Source document ->
--- Begin ---

I argued in Chapter 4 that the period immediately after any major financial crisis is ripe for root and branch financial reform. Cries of “This time is different” heard during the boom are always replaced with shouts of “Never again” as the bust unfolds. I noted that crises are often the handmaiden of fundamental financial reform. Many useful reforms have followed crises, such as the requirement that the audited accounts of banks should be published. Crises also produced deposit insurance, the US Federal Reserve and a raft of other central banks, the Glass-Steagall Act, and the Basel Committee of Bank Supervisors.6

I have also suggested in earlier chapters that there is a policy dynamic at work in this specific postcrisis period. While the moment for proper reforms emerges in the wake of a crisis, if it is not grasped, it soon disappears and poor reforms surge in. Bank regulators, caught up in controlling the raging fires of a financial crash, often see the point of origin and rush to suggest remedies. The Basel Committee of Bank Supervisors actually delivered a blueprint for meaningful reform (Basel III) as early as April 2009—a mere seven months after the Lehman Brothers’ demise. Yet, over time, as taxpayers’ money is used to bail out wealthy, undertaxed bankers and the ensuing government deficits led to scrapping investment in society’s less fortunate, moral indignation morphs into anger. This justifiable anger shifts the focus from appropriate reforms to salacious details of individual villainy. Inevitably, the initial consensus among regulators of what went wrong and how it should be fixed is lost.

It is then the turn of politicians to bombard us with their favorite explanation: the “bad apple” doctrine of financial crises which we introduced in Chapter 3. This doctrine states that bad people doing bad things cause crises and they often do so out of bad, (invariably) foreign jurisdictions. This kind of Manichaeistic struggle between good and evil men makes an excellent story.7 It is a convenient creed that absolves those in positions of authority from the responsibility of having been poor overseers. All they need to do is vehemently lash out and squash those identified as bad apples. Both the political Left and the political Right have queued up to express their rage at the bankers in the eye of the storm. Even other, untarred bankers have joined the baying mob as a means of declaring their own innocence.

No wonder then, that many turn to using criminal law, and locking up the bankers seemingly responsible for the crisis and all its misery. The idea of using criminal law against bankers is today most advanced in the UK. To illustrate the major issues at work I shall focus in the following section on the development of UK law with regards to the wrong doing of bankers. In 2010, the UK established the Independent Commission on Banking and, partly in response, in 2012, the Parliamentary Commission on Banking Standards (PCBS). The PCSB’s report, entitled Changing Banks for Good, sought to rectify what it deemed “profound lapses of banking standards.” It repeatedly criticized the lack of attribution of individual guilt in the banking crisis and determined that it was time to “make individual responsibility in banking a reality.” The PCBS stated that there was a “strong case in principle for a new criminal offence of reckless misconduct in the management of a bank.” This would provide regulators with another weapon when dealing with egregious situations, such as “where a bank failed with substantial costs to the taxpayer, lasting consequences for the financial system, or serious harm to customers.” While this reflects a general trend in regulation around the world, it is noteworthy that more litigious societies, such as the United States, have not followed the example of creating such an offence.

--- End ---

Provided data ->
--- Begin ---

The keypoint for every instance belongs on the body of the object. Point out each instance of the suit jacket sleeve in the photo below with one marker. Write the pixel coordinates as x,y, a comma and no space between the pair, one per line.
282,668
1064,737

--- End ---

Problems to solve ->
A - In two sentences, summarize the excerpt on post-crisis financial reform.
B - Reproduce the part of the excerpt on post-crisis financial reform that opens with the words containing "It is then the" and closes with "their own innocence.".

Answers provided ->
A - The period after a major financial crisis is ripe for fundamental reform, but if that moment is not grasped, anger over bailouts of bankers shifts the focus to individual villainy, and politicians promote the "bad apple" doctrine that bad people doing bad things cause crises. Many therefore turn to criminal law against bankers, an idea most advanced in the UK, where the Parliamentary Commission on Banking Standards saw a strong case for a new criminal offense of reckless misconduct in the management of a bank.

B -
It is then the turn of politicians to bombard us with their favorite explanation: the “bad apple” doctrine of financial crises which we introduced in Chapter 3. This doctrine states that bad people doing bad things cause crises and they often do so out of bad, (invariably) foreign jurisdictions. This kind of Manichaeistic struggle between good and evil men makes an excellent story.7 It is a convenient creed that absolves those in positions of authority from the responsibility of having been poor overseers. All they need to do is vehemently lash out and squash those identified as bad apples. Both the political Left and the political Right have queued up to express their rage at the bankers in the eye of the storm. Even other, untarred bankers have joined the baying mob as a means of declaring their own innocence.